> **Short task A**:
How many lines of the records contain the string "surface"? Reply with the number alone.

* begin Selected passage *

COMPILER CONSTRUCTION

Principles and Practice

by Kenneth C. Louden

A great many texts already exist for this field. Why another one? Because virtually all current texts confine themselves to the study of only one of the two important aspects of compiler construction. The first variety of text confines itself to a study of the theory and principles of compiler design, with only brief examples of the application of the theory. The second variety of text concentrates on the practical goal of producing an actual compiler, either for a real programming language or a pared-down version of one, with only small forays into the theory underlying the code to explain its origin and behavior. I have found both approaches lacking. To really understand the practical aspects of compiler design, one needs to have a good understanding of the theory, and to really appreciate the theory, one needs to see it in action in a real or near-real practical setting.

This text undertakes to provide the proper balance between theory and practice, and to provide enough actual implementation detail to give a real flavor for the techniques without overwhelming the reader. In this text, I provide a complete compiler for a small language, written in C, and developed using the different techniques studied in each chapter. In addition, detailed descriptions of coding techniques for additional language examples are given as the associated topics are studied. Finally, each chapter concludes with an extensive set of exercises, which are divided into two sections. The first contains those of the more pencil-and-paper variety involving little programming. The second contains those involving a significant amout of programming.

In writing such a text one must also take into account the different places that a compiler course occupies in different computer science curricula. In some programs, a course on automata theory is a prerequisite, in others a course on programming languages is a prerequisite, while in yet others no prerequisites (other than data structures) are assumed. This text makes no assumptions about prerequisites beyond the usual data structures course and a familiarity with the C language, yet is arranged so that a prerequisite such as an automata theory course can be taken into account. Thus, it should be usable in a wide variety of programs.

A final problem in writing a compiler text is that instructors use many different classroom approaches to the practical application of theory. Some prefer to study the techniques using only a series of separate small examples, each targeting a specific concept. Some give an extensive compiler project, but make it more manageable with the use of Lex and Yacc as tools. Others ask their students to write all the code by hand (using, say, recursive descent for parsing) but may lighten the task by giving students the basic data structures and some sample code. This book should lend itself to all of these scenarios.

Overview and Organization

In most cases each chapter is largely independent of the others, without artificially restricting the material in each. Cross references in the text allow the reader or instructor to fill in any gaps that might arise even if a particular chapter or section is skipped.

Chapter 1 is a survey of the basic structure of a compiler and the techniques studied in later chapters. It also includes a section on porting and bootstrapping.

Chapter 2 studies the theory of finite automata and regular expressions, and then applies this theory to the construction of a scanner both by hand coding and using the scanner generation tool Lex.

* end Selected passage *
* begin Provided entries *

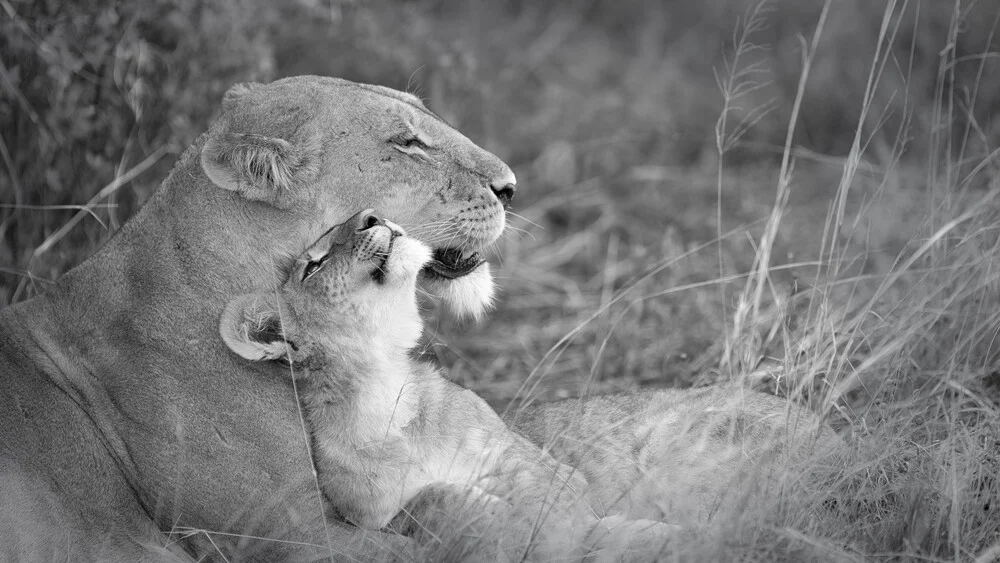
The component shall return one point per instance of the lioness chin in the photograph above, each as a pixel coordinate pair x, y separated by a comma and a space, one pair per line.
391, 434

* end Provided entries *
* begin Provided entries *

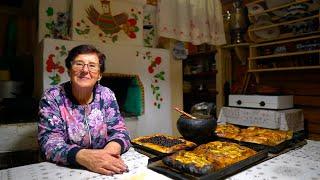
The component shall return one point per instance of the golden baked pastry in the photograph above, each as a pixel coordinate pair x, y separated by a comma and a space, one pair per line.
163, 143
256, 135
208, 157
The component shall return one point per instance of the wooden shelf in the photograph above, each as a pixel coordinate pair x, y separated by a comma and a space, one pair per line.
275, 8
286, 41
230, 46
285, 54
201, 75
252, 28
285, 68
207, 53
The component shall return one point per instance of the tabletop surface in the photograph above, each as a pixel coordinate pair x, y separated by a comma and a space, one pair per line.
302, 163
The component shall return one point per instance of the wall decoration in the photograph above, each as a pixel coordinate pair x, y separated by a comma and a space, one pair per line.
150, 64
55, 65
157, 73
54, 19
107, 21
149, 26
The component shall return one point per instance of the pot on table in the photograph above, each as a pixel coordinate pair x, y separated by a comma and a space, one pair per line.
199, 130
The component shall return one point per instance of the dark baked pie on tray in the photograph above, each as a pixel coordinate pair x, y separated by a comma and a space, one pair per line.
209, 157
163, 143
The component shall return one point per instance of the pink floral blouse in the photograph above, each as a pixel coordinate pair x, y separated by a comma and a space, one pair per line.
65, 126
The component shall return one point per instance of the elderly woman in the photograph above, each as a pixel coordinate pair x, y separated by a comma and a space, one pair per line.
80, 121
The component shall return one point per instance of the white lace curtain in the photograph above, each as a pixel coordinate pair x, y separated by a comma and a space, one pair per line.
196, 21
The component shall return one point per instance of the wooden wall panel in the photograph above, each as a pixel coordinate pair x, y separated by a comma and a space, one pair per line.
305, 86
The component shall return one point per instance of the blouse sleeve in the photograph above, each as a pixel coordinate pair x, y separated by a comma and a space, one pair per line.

* end Provided entries *
* begin Provided entries *

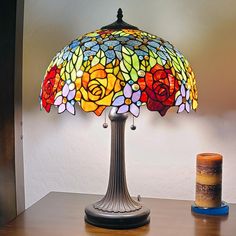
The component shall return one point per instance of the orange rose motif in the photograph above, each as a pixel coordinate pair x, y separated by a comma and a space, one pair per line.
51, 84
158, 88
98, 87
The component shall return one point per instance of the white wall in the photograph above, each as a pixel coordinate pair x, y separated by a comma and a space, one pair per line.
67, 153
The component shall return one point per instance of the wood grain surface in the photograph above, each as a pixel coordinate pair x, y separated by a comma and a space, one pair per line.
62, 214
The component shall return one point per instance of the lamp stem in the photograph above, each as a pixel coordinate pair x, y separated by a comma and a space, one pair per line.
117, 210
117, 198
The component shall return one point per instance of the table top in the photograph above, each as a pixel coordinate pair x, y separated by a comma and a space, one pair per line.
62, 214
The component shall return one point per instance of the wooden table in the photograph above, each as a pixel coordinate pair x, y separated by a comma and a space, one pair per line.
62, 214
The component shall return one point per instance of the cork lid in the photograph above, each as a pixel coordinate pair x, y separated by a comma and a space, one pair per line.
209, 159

* end Provided entries *

> **Short task B**:
For each statement below, say yes or no according to the compiler construction text and quote the words from it that decide the answer.
(i) The complete compiler the author provides is written in C.
(ii) The compiler construction text requires a course on automata theory as a prerequisite.
(iii) Chapter 2 constructs a scanner by hand coding only.

> **Exercise result A**:
2

> **Exercise result B**:
(i) Yes: "I provide a complete compiler for a small language, written in C"
(ii) No: "This text makes no assumptions about prerequisites beyond the usual data structures course and a familiarity with the C language"
(iii) No: "both by hand coding and using the scanner generation tool Lex"